## What the task requires
Repeat every entry exactly as it stands. Omit the images.

## Stored entries
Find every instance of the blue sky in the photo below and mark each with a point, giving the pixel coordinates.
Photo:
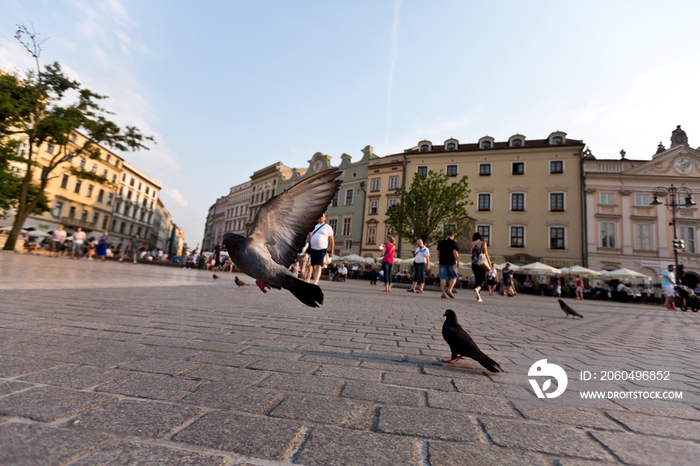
(229, 87)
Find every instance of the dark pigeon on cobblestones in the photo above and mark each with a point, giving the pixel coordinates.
(568, 310)
(462, 345)
(279, 233)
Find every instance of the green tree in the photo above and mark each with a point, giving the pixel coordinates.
(45, 106)
(429, 206)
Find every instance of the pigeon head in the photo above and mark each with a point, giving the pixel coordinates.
(451, 316)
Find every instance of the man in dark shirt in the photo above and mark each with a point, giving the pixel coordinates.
(448, 258)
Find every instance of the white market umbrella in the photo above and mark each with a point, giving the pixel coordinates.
(539, 267)
(580, 271)
(626, 274)
(513, 267)
(352, 258)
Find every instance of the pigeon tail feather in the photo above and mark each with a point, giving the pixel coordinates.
(307, 293)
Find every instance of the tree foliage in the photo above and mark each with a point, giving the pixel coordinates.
(46, 106)
(429, 206)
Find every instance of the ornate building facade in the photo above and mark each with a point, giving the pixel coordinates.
(623, 229)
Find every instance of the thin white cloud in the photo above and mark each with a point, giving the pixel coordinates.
(392, 66)
(176, 196)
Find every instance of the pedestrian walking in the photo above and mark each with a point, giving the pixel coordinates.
(58, 237)
(78, 240)
(103, 246)
(421, 265)
(448, 258)
(388, 262)
(319, 240)
(668, 283)
(479, 247)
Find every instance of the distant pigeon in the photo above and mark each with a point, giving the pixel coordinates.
(568, 310)
(462, 345)
(240, 282)
(279, 232)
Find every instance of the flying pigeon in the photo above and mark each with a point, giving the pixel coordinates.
(568, 310)
(240, 282)
(462, 345)
(279, 232)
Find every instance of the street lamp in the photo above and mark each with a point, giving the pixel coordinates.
(676, 197)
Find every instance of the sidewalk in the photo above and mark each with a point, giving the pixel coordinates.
(116, 363)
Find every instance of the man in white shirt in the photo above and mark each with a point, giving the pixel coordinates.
(421, 265)
(58, 237)
(319, 239)
(78, 240)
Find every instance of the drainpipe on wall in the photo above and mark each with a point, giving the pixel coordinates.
(362, 218)
(584, 215)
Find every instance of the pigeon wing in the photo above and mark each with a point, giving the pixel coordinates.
(283, 222)
(459, 341)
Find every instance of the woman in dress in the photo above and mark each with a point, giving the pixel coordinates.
(102, 246)
(479, 247)
(388, 262)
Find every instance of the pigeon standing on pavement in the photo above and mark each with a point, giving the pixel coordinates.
(462, 345)
(568, 310)
(240, 282)
(279, 232)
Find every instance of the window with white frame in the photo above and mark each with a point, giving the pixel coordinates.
(642, 200)
(485, 231)
(333, 223)
(517, 202)
(484, 204)
(556, 238)
(57, 209)
(607, 198)
(556, 202)
(608, 234)
(643, 237)
(371, 235)
(687, 234)
(373, 207)
(517, 237)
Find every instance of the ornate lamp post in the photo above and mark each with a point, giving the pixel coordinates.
(676, 197)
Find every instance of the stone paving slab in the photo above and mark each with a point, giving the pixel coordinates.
(191, 371)
(135, 418)
(132, 454)
(49, 404)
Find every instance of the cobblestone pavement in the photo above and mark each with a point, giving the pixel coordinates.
(109, 363)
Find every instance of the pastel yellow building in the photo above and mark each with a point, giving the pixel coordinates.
(526, 193)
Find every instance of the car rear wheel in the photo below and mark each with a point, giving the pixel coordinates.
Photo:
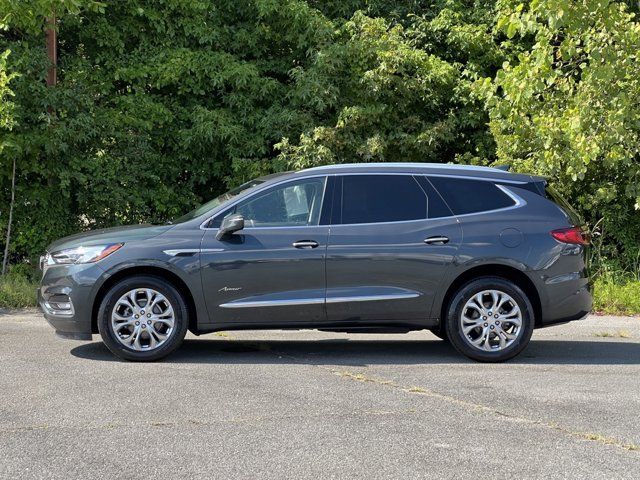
(490, 319)
(142, 318)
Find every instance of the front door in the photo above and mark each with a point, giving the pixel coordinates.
(271, 272)
(391, 241)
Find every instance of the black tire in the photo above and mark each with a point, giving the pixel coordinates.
(454, 313)
(177, 302)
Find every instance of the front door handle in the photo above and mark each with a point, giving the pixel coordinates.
(305, 244)
(439, 240)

## Response area
Find every instance of the blue sky in the photo below and mark each with a point, giving the pixel coordinates.
Photo:
(229, 87)
Find every instance of the dark pigeon on cobblestones in the photo above and mark each with a point, giving the pixel coordinates.
(568, 310)
(462, 345)
(279, 233)
Find every instance of the green tree in the photo above and mark each with a point, giving the pixel coordinates.
(45, 106)
(429, 206)
Find every instance of the pigeon head in the photo above and mark each with a point, giving the pixel coordinates.
(451, 316)
Find every instance of the man in dark shirt in the photo above and mark each with a point, giving the pixel coordinates.
(448, 258)
Find every instance of the white market umbrella in the photo above and mark each with a point, giving the pixel coordinates.
(539, 267)
(580, 271)
(626, 274)
(513, 267)
(352, 258)
Find every instance of the pigeon tail feather in the photo above and mark each with a point, giving the pixel coordinates.
(307, 293)
Find every instance of the tree foliage in the photo above and mark each with a point, giving the pixel coordinates.
(46, 106)
(429, 206)
Find every instance of the ornate building facade in the photo above and mark each with a point, giving the pixel coordinates.
(623, 229)
Find every instance of the thin white cloud in the photo above and mark each with a point, giving the pixel coordinates.
(392, 66)
(176, 196)
Find every instance of the pedestrian walking in the photo above and mark each with a point, giving the pixel coordinates.
(58, 237)
(78, 240)
(103, 246)
(421, 265)
(448, 258)
(388, 262)
(319, 240)
(668, 283)
(479, 247)
Find every instance of the distant pigeon in the photo above and mark each with a point, giving the pixel coordinates.
(568, 310)
(462, 345)
(240, 282)
(279, 232)
Find every instance of the flying pigeon in the photo above and mark each with a point, giving the pixel coordinates.
(568, 310)
(240, 282)
(462, 345)
(279, 232)
Find every instance of the street lamp in the photo above and mark each with a point, giving the pixel coordinates.
(676, 197)
Find every instance of the sidewalk in the photo above and mark each with a point, giving the pixel coordinates.
(116, 363)
Find every instance of the man in white shirt in the photo above and mark each with a point, giving the pixel coordinates.
(421, 265)
(58, 237)
(319, 239)
(78, 240)
Find every instance of the drainpipe on wall in the photo above and mark each with a point, giving the pixel coordinates.
(362, 218)
(584, 215)
Find every instance of the pigeon wing in the photo above and mark each with a point, giving the pixel coordinates.
(283, 222)
(459, 341)
Find every instance of the woman in dress in the photo above and mark each with a point, giving the pixel coordinates.
(102, 246)
(479, 247)
(388, 262)
Find every instance of the pigeon standing on pavement in the photo above and mark each with a point, giving the pixel coordinates.
(462, 345)
(568, 310)
(240, 282)
(279, 232)
Find every instance of the window with white frame in the photo above and mark each with a point, giving the pixel coordinates.
(642, 200)
(485, 231)
(333, 223)
(517, 202)
(484, 204)
(556, 238)
(57, 209)
(607, 198)
(556, 202)
(608, 234)
(643, 237)
(371, 235)
(687, 234)
(373, 207)
(517, 237)
Find every instance of the ornate lamp post in the photo above and mark each with a point, giving the pixel coordinates.
(676, 197)
Find every instance of the stone paving slab in the photo above and mark each with a point, giving the pixel coordinates.
(191, 371)
(135, 418)
(132, 454)
(49, 404)
Find every instance of the cobblestone pavement in the photo above and mark each with a point, giving the pixel coordinates.
(109, 363)
Find every instance of the pastel yellow building in the photo above and mark each with a point, giving the pixel coordinates.
(526, 193)
Find every instance of the car rear wheel in the photo below and mark each with a point, giving the pixel coordinates.
Photo:
(490, 319)
(142, 318)
Find every instance of the front door in the photo above and mark each with a point, giving the pixel coordinates.
(271, 272)
(391, 241)
Find every instance of the black tire in the photo above and mark each with a point, giving the pixel coordinates.
(454, 313)
(177, 302)
Find every instance of the front door handle in the photo above and mark each with a point, giving the pixel coordinates.
(305, 244)
(439, 240)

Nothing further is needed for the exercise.